* EXERCISE DATA:

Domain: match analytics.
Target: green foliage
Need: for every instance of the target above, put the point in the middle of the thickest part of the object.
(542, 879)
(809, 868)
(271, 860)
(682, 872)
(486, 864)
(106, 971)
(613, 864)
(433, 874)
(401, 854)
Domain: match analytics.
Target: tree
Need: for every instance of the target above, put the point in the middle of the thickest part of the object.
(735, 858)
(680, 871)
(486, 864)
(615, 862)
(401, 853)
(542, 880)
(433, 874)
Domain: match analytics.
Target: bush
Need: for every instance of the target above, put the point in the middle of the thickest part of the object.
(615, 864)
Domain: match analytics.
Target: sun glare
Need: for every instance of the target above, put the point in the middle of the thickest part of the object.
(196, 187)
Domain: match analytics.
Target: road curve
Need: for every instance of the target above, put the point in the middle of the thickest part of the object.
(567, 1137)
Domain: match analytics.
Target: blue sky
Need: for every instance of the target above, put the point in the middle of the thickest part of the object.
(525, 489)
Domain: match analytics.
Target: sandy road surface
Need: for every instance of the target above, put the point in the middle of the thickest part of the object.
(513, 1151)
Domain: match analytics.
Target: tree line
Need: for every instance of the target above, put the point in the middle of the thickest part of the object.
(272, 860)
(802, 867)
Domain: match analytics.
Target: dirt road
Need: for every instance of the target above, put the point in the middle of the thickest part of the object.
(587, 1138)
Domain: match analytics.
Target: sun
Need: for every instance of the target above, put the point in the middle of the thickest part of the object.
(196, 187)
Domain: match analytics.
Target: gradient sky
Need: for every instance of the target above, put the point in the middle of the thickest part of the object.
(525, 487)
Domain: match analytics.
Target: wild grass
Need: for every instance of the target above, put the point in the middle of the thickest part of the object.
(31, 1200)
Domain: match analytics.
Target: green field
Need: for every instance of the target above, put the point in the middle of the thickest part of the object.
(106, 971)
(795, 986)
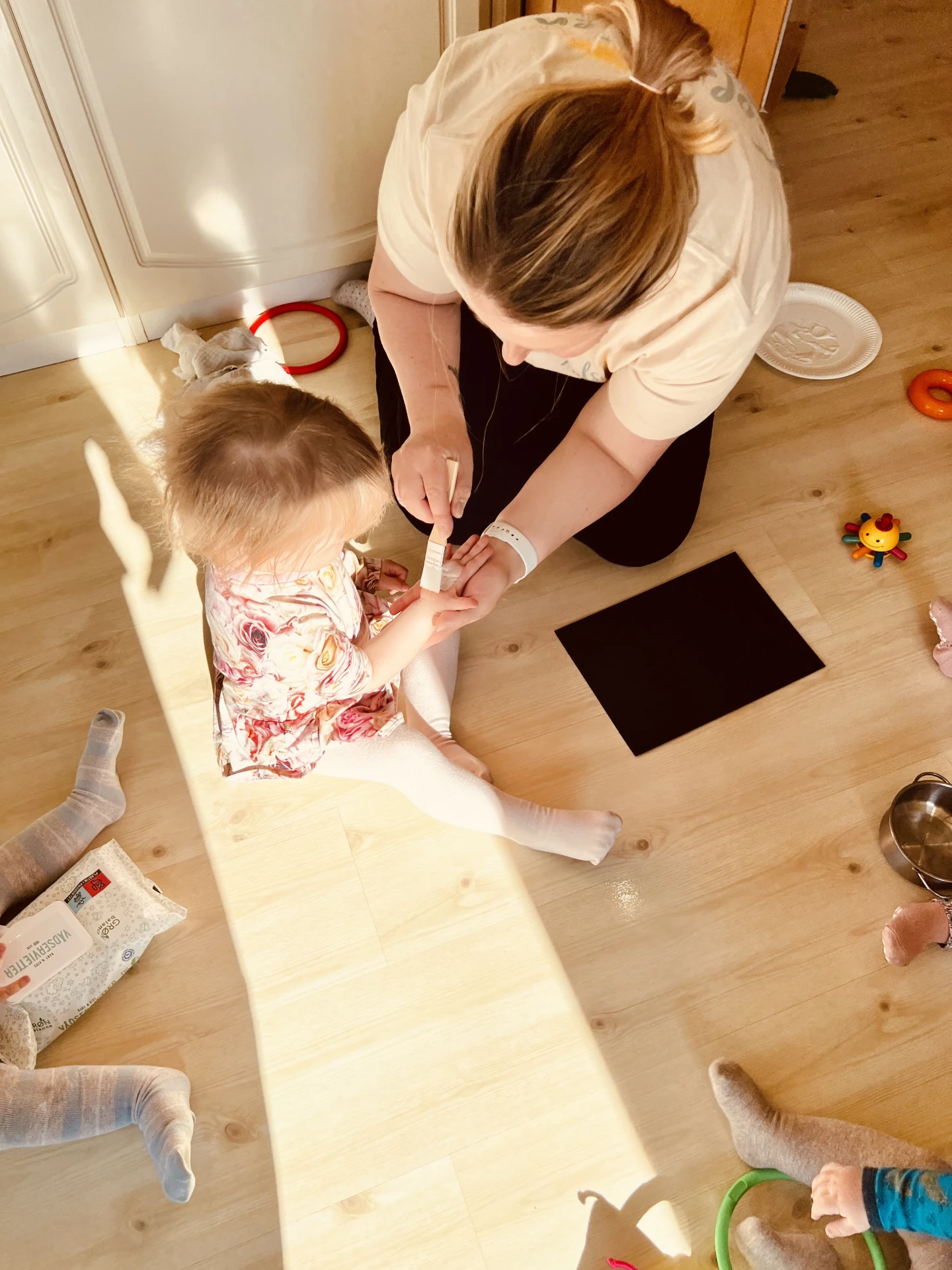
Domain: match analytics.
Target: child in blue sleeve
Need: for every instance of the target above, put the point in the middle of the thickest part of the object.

* REQUIRED TASK: Without including any pictures, output all the entries above exactly.

* SOLUTION TO THIS EXERCISE:
Domain: match analytics.
Target: green foliage
Need: for every instance of the target above, put the point in the middle of the thickest part of the object.
(542, 879)
(809, 868)
(271, 860)
(682, 872)
(486, 864)
(106, 971)
(613, 864)
(433, 874)
(401, 854)
Domain: match analytics.
Target: tree
Need: for every instance of the target above, put the point in the middle of the thickest part of the object.
(735, 858)
(680, 871)
(486, 864)
(615, 862)
(401, 853)
(542, 880)
(433, 874)
Domain: match analytics.
Target: bush
Need: for every instance of the target above, put the point in the middle of the thickest part of the object.
(615, 864)
Domain: match analytics.
Target: sun glare
Need: for every instance of the target above, put the point in the middle of the thickest part of the object.
(196, 187)
Domain: match analytics.
Target: road curve
Need: for every instance of the target above, put the point in the middle of the thickest part of the object.
(567, 1137)
Domain: match analytics.
Target: blue sky
Need: for every instance of the target above, put the point in the middle of the thickest part of the object.
(525, 489)
Domain: match analytics.
Target: sandy road surface
Need: for every instance of the target above, put the point in the middle of the thickest part of the object.
(513, 1151)
Domain: match analytics.
Target: tree line
Need: for every instance of the target above, put the point in the middle of the thickest part of the object.
(272, 860)
(802, 867)
Domain: match analytics.
Target: dirt road
Need: for every instance of the target above, put the point in the middle of the thickest part of the object.
(587, 1138)
Domain: match analytics.
Target: sun
Need: for every instance of the target above, put the point in the middle of the thickest part of the object.
(196, 187)
Domain: match analytics.
Target: gradient sky
Need: for every instance of the target above, put the point in the middle of the thickest part of the object.
(525, 487)
Domain: match analytics.
Target: wild grass
Need: for every instance of the target above, put the point in the middle of the thickest part of the object.
(31, 1200)
Domain: match analytics.
Target: green field
Need: for every instance of the target above, put the point in the middle of the thickest part of the object.
(106, 971)
(795, 986)
Domain: match analytics.
Target: child in blue sleeve
Need: for every instance of the target above, put the point in the middle of the thickest part of the object.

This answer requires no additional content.